Mr Speaker, thank you for the opportunity. I rise to contribute to the Statement on the cocoa sector by Hon Alex Tetteh Djornobua, Member of Parliament for Sefwi Akontombra.
Mr Speaker, Sefwi Wiawso Consti- tuency shares a boundary with Akontombra. The Statement raises very fundamental questions. The fundamental problem with the cocoa sector is market manipulation by the big players out there. And that is the “E= MC2” of all our problems.
I say this because, some 20 years ago, if one ate a bar of chocolate, about 20 per cent of that value came to us the farmers. Now, it is only six per cent that came to us. The market has been so manipulated that the big players in the downstream end of the industry earn a lot more than has been the historical norm.
Mr Speaker, currently, we are dealing with a huge debt of US$14 billion per annum. And the last time that I checked, less than US$4 billion came to the primary producers.
Mr Speaker, this manipulation has taken a turn which has had international repercussions. If one goes to Bahia in
Brazil, people are running away from cocoa. If one goes to Indonesia, cocoa has become the crop of the poor man. Malaysia has ceased to be a significant producer of cocoa because the bidding class have jettisoned cocoa and the same is happening in Ghana.
Mr Speaker, it also happened in Nigeria. That was accelerated by the discovery of oil. Sometimes, I shudder to think why we should be so obsessed with producing so much cocoa.
This is because, the paradox is that, if one produces one million metric tonnes of cocoa, the market would be depressed and we the farmers would become poorer. So, it is paradoxical. But the other side of the equation is that, West Africa produces on annual basis some 70 per cent of the cocoa crop in the world.
So, I would urge my Government, that while we do not exactly do manipulation, when we join forces — We can join the discourse with those at the end of the value chain so that we can strengthen the market. If we want the market to work well as we believe, then so be it. On the other hand, if there is going to be a cartel of manufacturers, then there should be a cartel of producers.
This is because, currently, our policy is pointing to what I call securing market share and not getting value for the cocoa farmer. This is because, if we produce 1.5 million metric tonnes now, as far as we the farmers are concerned, our income would collapse, and it is happening now.
Only last year — I have not seen the aggregate yet, but la Cote d'Ivoire produced close to two million metric tonnes or they have the capacity to produce more. So, we should sit down with them and carve out the market, otherwise, there can be no other middle way.

Written request:
Answer these questions from the speech on the cocoa sector.
(a) What share of a chocolate bar's value reached farmers about 20 years ago, and what share reaches them now?
(b) What accelerated the turn away from cocoa in Nigeria?
(c) What share of the world's cocoa crop does West Africa produce each year?

Data excerpt:

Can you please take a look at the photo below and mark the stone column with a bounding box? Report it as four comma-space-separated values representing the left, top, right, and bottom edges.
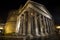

Exercise result:
(a) About 20 percent then, and only six percent now.
(b) The discovery of oil.
(c) Some 70 percent.